--- start The records ---

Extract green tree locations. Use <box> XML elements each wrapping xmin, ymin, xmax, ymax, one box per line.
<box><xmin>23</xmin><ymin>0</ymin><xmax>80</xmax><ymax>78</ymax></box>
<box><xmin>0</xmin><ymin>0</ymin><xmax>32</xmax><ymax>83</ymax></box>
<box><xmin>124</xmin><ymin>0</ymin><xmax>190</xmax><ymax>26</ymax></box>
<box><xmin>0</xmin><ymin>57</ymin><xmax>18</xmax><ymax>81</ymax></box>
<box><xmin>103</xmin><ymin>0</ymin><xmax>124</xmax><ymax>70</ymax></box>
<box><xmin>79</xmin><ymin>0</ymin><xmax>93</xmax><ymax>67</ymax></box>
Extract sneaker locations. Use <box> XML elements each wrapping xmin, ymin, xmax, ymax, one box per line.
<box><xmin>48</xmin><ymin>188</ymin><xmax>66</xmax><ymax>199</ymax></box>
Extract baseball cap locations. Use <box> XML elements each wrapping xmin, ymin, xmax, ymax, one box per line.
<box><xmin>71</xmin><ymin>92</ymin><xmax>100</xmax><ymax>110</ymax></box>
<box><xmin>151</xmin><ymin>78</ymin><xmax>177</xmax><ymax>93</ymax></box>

--- end The records ---

**Your task**. Render the rows above as a JSON list of strings, one string per line and blank lines left out, from the line containing "Extract baseball cap" through the last line of the rows.

**Answer to this exercise**.
[
  "Extract baseball cap locations. Use <box> XML elements each wrapping xmin, ymin, xmax, ymax, one box per line.",
  "<box><xmin>71</xmin><ymin>92</ymin><xmax>100</xmax><ymax>110</ymax></box>",
  "<box><xmin>151</xmin><ymin>78</ymin><xmax>177</xmax><ymax>93</ymax></box>"
]